#### EXTRACT PROVIDED ####

2. The refrigerant system as set forth in claim 1, wherein a flow
control device selectively communicates said second flow stream of
refrigerant downstream of said auxiliary heat exchanger being
returned to said compressor, either through a reheat portion that
is in a path of said air to provide a reheat function, or can
bypass said second flow stream of refrigerant into a bypass line to
be returned directly to said compressor without providing the
reheat function.
3. The refrigerant system as set forth in claim 2, wherein a flow
control device is positioned in each of a line leading to said
reheat portion, and said bypass line.
4. The refrigerant system as set forth in claim 1, wherein said
auxiliary heat exchanger is placed in said path of air to provide
said reheat function.
5. The refrigerant system as set forth in claim 1, wherein said
auxiliary heat exchanger is an economizer heat exchanger, and there
being a tap for said second stream of refrigerant for being tapped
from a first flow of refrigerant and being passed through an
economizer expansion device, said tapped refrigerant exchanging
heat with said first flow of refrigerant in said economizer heat
exchanger.
6. The refrigerant system as set forth in claim 5, wherein said
tapped flow of refrigerant being returned to an intermediate
compression portion in said compressor.
7. The refrigerant system as set forth in claim 1, wherein a return
line for returning refrigerant to said compressor is placed in said
path of air.
8. The return line as set forth in claim 7, wherein at least a
portion of this line has enhanced heat transfer surfaces to promote
heat transfer between the refrigerant in said return line and air
in said air path.
9. The refrigerant system as set forth in claim 5, wherein a
three-way valve selectively directs refrigerant from said tap and
downstream of said economizer heat exchanger either into said path
of air, or to bypass said path of air when a reheat function is not
desired.
10. The refrigerant system as set forth in claim 5, wherein said
economizer heat exchanger itself is placed in the path of said
air.
11. The refrigerant system as set forth in claim 1, wherein said
two refrigerant flows are maintained separately within said
auxiliary heat exchanger.
12. The refrigerant system as set forth in claim 1, wherein said
auxiliary heat exchanger has said first refrigerant stream
surrounded by said second refrigerant stream, and such that said
second refrigerant stream is exposed to said air.
13. The refrigerant system as set forth in claim 1, wherein said
second refrigerant stream is surrounded by said first refrigerant
stream, and such that said first refrigerant stream is exposed to
said air.

####

TASKS FOR THIS EXERCISE:
1. From the refrigerant system claims, list the number of every claim that is stated as depending on claim 1.
2. Summarize the refrigerant system claims in two sentences.
3. Please proceed with the refrigerant system claims, starting after the last claim shown.

#### ENTRIES ####

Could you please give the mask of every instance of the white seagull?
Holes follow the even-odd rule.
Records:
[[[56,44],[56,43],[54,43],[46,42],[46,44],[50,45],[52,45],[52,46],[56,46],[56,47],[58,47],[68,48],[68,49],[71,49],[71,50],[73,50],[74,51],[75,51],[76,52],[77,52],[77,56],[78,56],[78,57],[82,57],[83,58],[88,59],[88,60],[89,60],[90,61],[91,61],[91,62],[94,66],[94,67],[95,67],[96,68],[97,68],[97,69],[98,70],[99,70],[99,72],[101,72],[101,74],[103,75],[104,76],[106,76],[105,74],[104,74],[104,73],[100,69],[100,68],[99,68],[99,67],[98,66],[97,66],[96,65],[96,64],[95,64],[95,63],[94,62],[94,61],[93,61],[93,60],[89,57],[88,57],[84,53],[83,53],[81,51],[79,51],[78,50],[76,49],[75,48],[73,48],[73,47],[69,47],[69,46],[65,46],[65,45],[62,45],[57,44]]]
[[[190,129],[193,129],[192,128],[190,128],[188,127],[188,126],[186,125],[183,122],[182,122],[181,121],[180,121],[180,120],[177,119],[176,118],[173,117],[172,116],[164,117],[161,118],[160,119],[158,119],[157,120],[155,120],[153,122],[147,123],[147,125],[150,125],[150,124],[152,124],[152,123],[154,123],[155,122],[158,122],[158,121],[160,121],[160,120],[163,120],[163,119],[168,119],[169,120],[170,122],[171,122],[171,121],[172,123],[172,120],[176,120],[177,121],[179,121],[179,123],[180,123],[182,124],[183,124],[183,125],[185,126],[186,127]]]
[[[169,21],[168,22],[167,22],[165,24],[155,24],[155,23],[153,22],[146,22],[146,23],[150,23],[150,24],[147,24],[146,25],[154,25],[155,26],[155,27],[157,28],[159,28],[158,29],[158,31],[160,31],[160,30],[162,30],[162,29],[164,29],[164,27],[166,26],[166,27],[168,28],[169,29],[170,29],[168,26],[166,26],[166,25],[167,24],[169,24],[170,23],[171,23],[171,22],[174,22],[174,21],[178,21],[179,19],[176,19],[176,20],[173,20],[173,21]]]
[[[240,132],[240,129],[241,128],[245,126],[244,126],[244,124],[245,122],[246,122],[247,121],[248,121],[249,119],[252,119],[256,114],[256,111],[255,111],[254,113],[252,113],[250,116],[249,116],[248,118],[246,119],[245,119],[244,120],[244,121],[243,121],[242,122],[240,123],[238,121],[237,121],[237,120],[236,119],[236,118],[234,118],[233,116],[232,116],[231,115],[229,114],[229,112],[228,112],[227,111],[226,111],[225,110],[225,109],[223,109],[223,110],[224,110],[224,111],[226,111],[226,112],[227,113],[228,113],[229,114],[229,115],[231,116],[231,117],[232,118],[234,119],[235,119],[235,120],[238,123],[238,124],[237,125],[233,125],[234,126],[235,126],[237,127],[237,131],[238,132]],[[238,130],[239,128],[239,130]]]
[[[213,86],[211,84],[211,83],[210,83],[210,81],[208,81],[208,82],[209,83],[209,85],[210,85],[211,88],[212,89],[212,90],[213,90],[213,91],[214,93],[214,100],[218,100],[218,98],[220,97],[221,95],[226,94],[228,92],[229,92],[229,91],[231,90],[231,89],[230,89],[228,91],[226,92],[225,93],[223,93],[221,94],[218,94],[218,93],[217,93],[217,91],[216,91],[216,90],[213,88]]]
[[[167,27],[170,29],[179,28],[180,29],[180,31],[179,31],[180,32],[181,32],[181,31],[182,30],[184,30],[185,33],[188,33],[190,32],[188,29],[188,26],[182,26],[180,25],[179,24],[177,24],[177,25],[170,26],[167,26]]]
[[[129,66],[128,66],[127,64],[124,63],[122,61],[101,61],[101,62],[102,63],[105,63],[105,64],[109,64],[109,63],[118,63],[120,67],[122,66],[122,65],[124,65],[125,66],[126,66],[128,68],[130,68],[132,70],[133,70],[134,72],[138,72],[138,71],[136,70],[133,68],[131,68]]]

####

EXPECTED ANSWERS:
1. Claims 2, 4, 5, 7, 11, 12, and 13.

2. The claims describe a refrigerant system with an auxiliary heat exchanger, which in some claims is an economizer heat exchanger that uses refrigerant tapped from a first flow and passed through an economizer expansion device. Flow control devices or a three-way valve can send the second refrigerant stream either through a reheat portion in the air path or through a bypass back to the compressor when a reheat function is not desired.

3.
14. The refrigerant system as set forth in claim 1, wherein both
said first and second refrigerant streams in said auxiliary heat
exchanger are exposed to said air.
15. A refrigerant system comprising: a compressor for compressing
refrigerant and delivering the refrigerant to a condenser; a main
expansion device positioned downstream of said condenser, and an
evaporator positioned downstream of said main expansion device, an
air moving device for passing air over said evaporator; and an
auxiliary heat exchanger, said auxiliary heat exchanger cooling a
refrigerant passing from said condenser toward said evaporator,
said refrigerant being cooled by a downstream refrigerant returning
to said compressor downstream of said evaporator, and a refrigerant
line of said downstream refrigerant passing to said compressor
being placed in a path of air driven by said air moving device
downstream of said evaporator to provide a reheat function.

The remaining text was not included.